■ **PROMPT**
Copy out the lines starting at the one containing "The function MUST return, for every instance of the white dress" and ending at the one containing "[[155, 319]]", substituting "light blue dress shirt" for "white dress shirt" and leaving everything else unchanged. Give only those lines.

■ **INFORMATION PROVIDED**
━━━━━━━━━━━━━━━━

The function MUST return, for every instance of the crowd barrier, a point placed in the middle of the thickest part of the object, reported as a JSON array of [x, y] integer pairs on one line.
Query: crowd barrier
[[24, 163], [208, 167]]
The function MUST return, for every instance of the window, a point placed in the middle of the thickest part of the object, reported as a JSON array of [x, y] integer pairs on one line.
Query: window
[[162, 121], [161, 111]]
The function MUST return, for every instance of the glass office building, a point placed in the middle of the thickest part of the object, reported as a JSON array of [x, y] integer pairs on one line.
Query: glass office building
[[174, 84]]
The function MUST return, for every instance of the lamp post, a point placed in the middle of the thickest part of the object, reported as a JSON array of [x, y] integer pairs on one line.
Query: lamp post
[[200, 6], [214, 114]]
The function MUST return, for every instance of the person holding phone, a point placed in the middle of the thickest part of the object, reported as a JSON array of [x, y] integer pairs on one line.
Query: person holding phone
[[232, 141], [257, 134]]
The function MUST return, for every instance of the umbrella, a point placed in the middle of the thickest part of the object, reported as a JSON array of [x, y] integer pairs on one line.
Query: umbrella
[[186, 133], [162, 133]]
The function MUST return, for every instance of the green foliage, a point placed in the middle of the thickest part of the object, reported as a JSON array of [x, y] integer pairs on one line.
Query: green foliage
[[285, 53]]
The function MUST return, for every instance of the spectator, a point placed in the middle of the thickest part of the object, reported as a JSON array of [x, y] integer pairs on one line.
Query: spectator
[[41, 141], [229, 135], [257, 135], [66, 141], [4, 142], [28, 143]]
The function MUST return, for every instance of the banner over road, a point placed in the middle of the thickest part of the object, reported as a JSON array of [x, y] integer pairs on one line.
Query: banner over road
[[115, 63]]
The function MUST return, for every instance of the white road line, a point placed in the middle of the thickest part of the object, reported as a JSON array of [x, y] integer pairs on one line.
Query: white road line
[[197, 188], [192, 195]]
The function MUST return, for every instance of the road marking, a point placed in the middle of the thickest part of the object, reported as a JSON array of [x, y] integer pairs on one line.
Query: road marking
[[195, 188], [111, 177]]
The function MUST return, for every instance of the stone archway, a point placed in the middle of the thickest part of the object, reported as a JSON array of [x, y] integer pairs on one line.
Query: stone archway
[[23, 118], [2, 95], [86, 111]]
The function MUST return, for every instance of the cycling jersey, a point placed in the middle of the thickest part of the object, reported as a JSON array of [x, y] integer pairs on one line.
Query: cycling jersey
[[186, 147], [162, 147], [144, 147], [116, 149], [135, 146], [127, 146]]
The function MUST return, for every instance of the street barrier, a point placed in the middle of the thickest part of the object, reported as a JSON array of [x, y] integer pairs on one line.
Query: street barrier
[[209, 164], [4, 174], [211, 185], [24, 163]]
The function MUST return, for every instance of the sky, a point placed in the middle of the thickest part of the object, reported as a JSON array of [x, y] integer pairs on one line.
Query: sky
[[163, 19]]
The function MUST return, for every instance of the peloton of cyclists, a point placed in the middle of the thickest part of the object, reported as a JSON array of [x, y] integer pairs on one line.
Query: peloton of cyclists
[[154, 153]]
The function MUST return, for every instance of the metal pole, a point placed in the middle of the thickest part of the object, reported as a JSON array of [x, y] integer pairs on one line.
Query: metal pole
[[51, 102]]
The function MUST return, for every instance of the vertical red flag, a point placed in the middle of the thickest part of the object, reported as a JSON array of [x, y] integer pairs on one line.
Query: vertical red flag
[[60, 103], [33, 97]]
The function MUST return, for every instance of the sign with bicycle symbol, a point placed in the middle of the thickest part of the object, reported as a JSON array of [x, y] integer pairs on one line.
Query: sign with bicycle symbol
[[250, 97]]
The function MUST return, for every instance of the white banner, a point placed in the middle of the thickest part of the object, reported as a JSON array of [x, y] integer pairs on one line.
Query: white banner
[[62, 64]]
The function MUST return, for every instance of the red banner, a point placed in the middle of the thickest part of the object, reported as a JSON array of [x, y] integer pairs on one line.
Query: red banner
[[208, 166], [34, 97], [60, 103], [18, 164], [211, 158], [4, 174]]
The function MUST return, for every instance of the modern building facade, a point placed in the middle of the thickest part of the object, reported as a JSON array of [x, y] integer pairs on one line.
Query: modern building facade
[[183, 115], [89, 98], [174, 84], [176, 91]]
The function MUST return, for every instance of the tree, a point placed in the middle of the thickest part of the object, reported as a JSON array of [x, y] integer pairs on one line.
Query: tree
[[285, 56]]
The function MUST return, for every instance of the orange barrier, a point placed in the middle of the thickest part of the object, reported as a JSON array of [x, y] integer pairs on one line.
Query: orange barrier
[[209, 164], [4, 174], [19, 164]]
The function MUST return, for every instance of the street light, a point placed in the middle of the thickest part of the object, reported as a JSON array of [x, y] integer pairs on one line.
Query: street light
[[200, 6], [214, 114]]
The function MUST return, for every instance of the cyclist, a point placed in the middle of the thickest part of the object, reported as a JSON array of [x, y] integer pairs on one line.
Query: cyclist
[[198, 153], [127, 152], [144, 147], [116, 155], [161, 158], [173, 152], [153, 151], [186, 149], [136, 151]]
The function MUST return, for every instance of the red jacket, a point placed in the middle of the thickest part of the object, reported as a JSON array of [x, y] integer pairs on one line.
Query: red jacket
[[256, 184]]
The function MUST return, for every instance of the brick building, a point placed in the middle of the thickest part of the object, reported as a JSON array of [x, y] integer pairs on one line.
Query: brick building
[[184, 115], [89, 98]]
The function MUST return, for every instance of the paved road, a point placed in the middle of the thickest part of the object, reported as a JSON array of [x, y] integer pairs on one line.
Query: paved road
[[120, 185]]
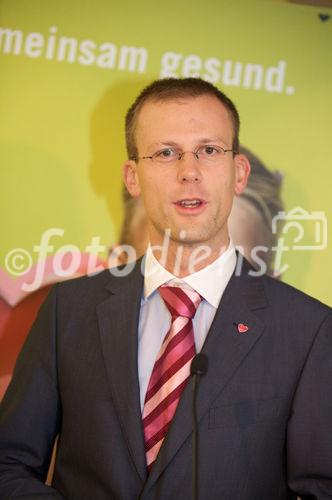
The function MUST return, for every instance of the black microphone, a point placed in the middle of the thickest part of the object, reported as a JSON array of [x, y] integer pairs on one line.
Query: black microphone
[[198, 368]]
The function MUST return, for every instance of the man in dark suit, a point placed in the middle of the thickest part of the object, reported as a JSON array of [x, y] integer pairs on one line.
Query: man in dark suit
[[106, 365]]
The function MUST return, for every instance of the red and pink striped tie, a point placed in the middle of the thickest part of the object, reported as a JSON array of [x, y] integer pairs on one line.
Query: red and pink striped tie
[[171, 370]]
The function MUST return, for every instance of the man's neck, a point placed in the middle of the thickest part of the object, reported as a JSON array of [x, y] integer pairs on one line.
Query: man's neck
[[185, 259]]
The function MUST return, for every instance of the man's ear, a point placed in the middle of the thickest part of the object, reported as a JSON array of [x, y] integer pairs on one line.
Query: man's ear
[[242, 171], [130, 178]]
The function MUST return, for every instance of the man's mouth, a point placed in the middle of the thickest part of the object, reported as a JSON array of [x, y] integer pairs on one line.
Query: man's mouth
[[194, 203]]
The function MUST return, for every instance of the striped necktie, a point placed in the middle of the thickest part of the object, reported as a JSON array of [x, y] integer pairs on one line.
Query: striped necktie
[[171, 370]]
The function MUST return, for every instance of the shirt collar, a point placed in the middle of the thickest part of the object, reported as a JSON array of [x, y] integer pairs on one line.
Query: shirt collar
[[210, 282]]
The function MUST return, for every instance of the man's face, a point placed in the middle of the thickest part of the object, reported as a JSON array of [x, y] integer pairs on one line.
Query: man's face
[[186, 197]]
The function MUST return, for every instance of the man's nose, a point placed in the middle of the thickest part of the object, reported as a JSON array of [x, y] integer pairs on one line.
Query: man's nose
[[188, 167]]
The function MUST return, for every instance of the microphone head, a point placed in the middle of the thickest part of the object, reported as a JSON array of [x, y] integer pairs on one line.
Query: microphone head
[[199, 364]]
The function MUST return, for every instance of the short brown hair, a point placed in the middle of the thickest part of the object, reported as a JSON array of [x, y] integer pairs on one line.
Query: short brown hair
[[176, 88]]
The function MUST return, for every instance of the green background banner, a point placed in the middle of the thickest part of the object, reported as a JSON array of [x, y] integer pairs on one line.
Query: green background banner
[[69, 71]]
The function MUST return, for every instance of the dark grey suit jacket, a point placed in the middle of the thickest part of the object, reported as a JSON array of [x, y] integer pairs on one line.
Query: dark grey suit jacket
[[264, 407]]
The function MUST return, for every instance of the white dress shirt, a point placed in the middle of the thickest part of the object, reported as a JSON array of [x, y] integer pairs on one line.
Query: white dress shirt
[[155, 319]]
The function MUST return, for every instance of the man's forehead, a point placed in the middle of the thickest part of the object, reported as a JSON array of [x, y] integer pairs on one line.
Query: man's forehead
[[156, 109]]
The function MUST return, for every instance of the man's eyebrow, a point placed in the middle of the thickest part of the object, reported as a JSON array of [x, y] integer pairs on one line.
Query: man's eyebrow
[[203, 140]]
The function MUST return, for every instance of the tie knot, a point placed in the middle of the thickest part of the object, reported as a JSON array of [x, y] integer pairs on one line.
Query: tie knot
[[180, 301]]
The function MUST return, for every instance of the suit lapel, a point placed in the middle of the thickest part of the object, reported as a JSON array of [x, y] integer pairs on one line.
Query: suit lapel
[[226, 349], [118, 318]]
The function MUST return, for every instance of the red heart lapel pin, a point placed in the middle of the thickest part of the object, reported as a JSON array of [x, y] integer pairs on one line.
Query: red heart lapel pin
[[242, 328]]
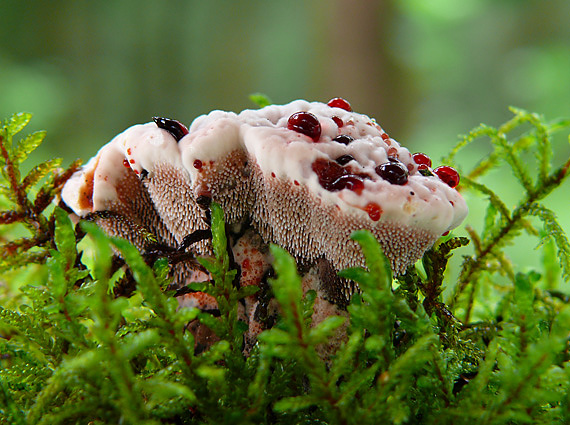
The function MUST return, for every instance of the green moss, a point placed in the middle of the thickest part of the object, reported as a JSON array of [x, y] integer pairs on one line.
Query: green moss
[[71, 352]]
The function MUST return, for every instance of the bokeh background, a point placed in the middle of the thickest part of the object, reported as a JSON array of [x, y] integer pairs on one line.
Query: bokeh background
[[428, 71]]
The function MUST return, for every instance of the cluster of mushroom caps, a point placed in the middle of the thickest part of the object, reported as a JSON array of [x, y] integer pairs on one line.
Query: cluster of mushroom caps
[[304, 175]]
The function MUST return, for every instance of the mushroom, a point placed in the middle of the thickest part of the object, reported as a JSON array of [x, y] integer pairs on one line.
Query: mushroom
[[304, 175]]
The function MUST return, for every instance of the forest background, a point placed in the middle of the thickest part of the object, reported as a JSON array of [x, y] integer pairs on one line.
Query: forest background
[[427, 71]]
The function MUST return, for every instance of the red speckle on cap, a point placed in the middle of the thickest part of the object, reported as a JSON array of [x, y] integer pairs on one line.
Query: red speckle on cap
[[338, 121], [246, 264], [305, 123], [422, 159], [374, 211], [339, 102], [448, 175]]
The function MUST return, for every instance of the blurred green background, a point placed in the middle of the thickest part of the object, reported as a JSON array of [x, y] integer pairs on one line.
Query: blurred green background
[[426, 70]]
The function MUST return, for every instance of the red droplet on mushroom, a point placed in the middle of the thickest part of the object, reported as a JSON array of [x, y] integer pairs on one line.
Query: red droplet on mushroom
[[344, 159], [422, 159], [344, 139], [305, 123], [338, 121], [339, 102], [350, 182], [447, 175], [394, 172], [374, 211]]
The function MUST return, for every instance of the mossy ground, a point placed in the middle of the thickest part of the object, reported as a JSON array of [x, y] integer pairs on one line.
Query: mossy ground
[[71, 352]]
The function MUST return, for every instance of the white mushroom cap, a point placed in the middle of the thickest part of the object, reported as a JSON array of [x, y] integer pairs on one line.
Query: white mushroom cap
[[256, 167]]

━━━━━━━━━━━━━━━━

■ **THE ANSWER**
The function MUST return, for every instance of the light blue dress shirt, a point placed in the middle of the thickest part of the object, reported as a JSON array of [x, y] integer pairs on one line.
Query: light blue dress shirt
[[155, 319]]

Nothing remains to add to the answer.